Page excerpt =>
Staff presented Item 6b, a proposal to convert department heads from classified civil-service positions to at-will executive appointments reporting to the city manager.
City counsel and staff said many peer cities treat department heads as at-will executives, and argued the change would allow the city manager to "make course corrections" more quickly when a department head's performance or alignment with administrative goals is deficient. The staff memo recommended that, if adopted, any change apply prospectively (not to current incumbents) and include charter language clarifying the split between council policy-setting and city-manager administration.
Concerns raised: Several committee members and bargaining representatives warned the change could reduce due-process protections, increase the risk of political influence and remove insulation that allows department heads to push back when a manager or council asks them to do something they believe is improper. Members emphasized the need for guardrails: performance agreements, noninterference language preventing council members from directly ordering staff, and clarity about whether police and fire chiefs should remain covered by civil service.

Set tasks =>
**A)** Answer these questions from the meeting summary, one answer per line:
(i) Under the proposal, to whom would department heads report?
(ii) What did the staff memo recommend regarding current incumbents?
(iii) Which two positions did members want clarity on regarding civil-service coverage?
**B)** In the rows, start at the line that contains "The component shall return one point per instance of the fallen" and repeat every line word for word through the end of the rows, with both ends included. Leave the pictures out of your answer.
The rows have no connection to the meeting summary.

Input material =>
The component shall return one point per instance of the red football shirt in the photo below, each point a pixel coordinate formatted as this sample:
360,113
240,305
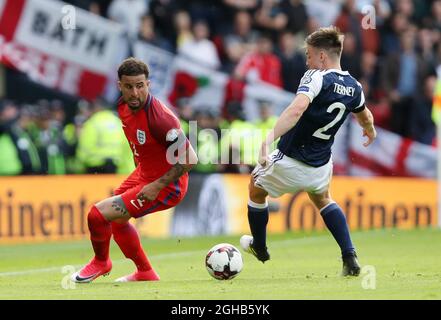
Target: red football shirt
150,131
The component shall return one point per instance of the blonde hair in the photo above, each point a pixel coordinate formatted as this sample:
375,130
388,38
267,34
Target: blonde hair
329,39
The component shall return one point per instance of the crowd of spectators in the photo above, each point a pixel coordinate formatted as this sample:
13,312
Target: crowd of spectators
393,48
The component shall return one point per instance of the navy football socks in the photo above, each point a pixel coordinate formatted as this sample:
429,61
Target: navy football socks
258,219
335,220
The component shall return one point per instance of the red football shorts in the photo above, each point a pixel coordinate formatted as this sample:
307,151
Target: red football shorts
167,198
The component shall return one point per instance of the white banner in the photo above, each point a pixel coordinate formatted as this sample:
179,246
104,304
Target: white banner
69,33
389,155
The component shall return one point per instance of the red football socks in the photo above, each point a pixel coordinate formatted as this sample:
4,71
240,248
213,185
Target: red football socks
127,239
100,233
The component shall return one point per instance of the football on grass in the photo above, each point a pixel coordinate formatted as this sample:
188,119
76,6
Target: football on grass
224,261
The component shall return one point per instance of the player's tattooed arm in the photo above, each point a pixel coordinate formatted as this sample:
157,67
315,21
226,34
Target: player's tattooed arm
150,191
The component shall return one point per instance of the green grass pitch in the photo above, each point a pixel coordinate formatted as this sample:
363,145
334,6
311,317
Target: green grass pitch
401,265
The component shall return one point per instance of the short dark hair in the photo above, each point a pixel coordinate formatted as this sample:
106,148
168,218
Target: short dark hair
329,39
133,67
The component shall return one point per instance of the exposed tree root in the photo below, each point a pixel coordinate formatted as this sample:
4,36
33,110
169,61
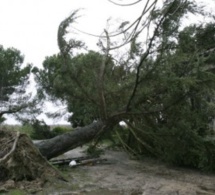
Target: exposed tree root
21,162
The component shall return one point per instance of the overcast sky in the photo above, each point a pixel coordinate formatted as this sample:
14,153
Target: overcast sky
31,25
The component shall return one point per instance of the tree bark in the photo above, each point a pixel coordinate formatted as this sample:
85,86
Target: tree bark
60,144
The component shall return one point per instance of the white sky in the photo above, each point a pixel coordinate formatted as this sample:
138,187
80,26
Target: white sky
31,25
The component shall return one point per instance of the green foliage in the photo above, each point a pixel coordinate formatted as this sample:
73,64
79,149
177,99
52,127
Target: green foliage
13,81
163,89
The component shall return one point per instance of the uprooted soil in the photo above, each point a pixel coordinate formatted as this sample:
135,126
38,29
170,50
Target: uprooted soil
21,164
119,175
122,175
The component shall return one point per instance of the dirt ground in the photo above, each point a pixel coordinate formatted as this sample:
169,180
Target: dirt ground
124,176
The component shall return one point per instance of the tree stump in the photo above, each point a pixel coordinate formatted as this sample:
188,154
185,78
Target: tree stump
21,161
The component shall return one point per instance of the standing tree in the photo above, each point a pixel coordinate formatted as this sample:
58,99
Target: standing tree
162,86
13,82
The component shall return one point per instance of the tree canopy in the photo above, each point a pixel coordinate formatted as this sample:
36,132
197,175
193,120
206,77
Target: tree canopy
13,81
161,86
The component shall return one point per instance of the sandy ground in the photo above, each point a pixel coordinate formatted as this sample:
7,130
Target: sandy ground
122,175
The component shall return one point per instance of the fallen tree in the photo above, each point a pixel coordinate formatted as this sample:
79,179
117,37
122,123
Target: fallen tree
60,144
21,161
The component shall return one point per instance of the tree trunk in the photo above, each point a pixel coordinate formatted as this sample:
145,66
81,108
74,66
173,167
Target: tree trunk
60,144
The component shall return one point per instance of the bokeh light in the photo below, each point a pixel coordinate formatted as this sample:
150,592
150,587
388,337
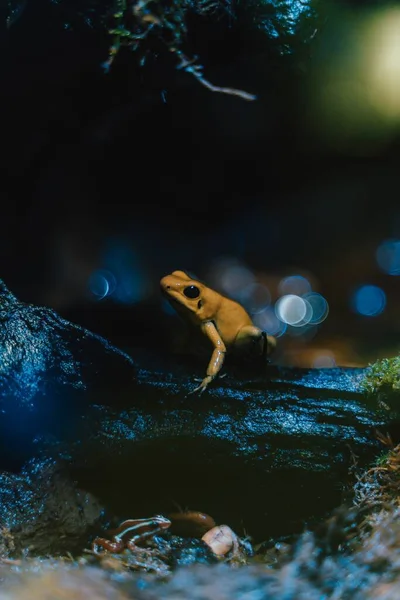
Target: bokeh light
101,283
355,95
319,306
368,300
294,284
121,277
388,254
293,310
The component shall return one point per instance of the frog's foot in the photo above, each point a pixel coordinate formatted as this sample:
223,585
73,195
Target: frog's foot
203,385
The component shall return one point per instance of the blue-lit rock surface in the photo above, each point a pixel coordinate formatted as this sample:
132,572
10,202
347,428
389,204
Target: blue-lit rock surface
265,452
50,370
43,512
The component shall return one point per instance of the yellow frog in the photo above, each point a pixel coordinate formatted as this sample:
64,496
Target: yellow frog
223,321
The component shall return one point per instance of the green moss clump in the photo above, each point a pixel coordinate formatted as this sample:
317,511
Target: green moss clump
382,377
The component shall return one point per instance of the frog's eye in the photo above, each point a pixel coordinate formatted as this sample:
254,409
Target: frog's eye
192,291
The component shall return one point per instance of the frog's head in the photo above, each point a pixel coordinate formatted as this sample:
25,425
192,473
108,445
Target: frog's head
183,292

List of solutions =>
**A)**
(i) The city manager.
(ii) Any change should apply prospectively, not to current incumbents.
(iii) The police and fire chiefs.

**B)**
The component shall return one point per instance of the fallen tree in the photo above, each point a pixel coordinate formatted as this sample:
79,179
117,37
122,123
Target: fallen tree
60,144
21,161
The component shall return one point per instance of the tree trunk in the photo above, each point a pixel coordinate formatted as this sample:
145,66
81,108
74,66
173,167
Target: tree trunk
60,144
The component shall return one point per instance of the bokeh light in the photo below, each point a pixel coordinate formatted as this sample:
150,592
150,587
388,337
Target: bokeh light
101,283
355,95
319,306
368,300
294,284
121,277
388,254
293,310
The component shall return one point per instance of the frog's foot in the photo above, each point a pixel coordinate formatted as this sample:
223,585
73,195
Target: frog's foot
203,385
The component shall return one point per instance of the blue-lit rock surface in the photo above, each point a pixel coordinate formatted as this sample:
132,572
10,202
347,428
389,204
Target: blue-lit rock surface
265,452
50,370
43,512
The component shall return one point per instance of the yellow frog in the photo above, each point a pixel coordinate formatted as this sample:
64,496
Target: yellow frog
223,321
The component shall return one point per instance of the green moss clump in the photo above, each point a pixel coordinate formatted as this sample:
317,511
Target: green moss clump
382,377
The component shall return one point per instance of the frog's eye in the photo above, each point a pixel coordinate formatted as this sample:
254,409
Target: frog's eye
192,291
The component shall return one point per instance of the frog's head in the photo above, each point a pixel coordinate formatted as this sample:
25,425
192,473
108,445
Target: frog's head
183,292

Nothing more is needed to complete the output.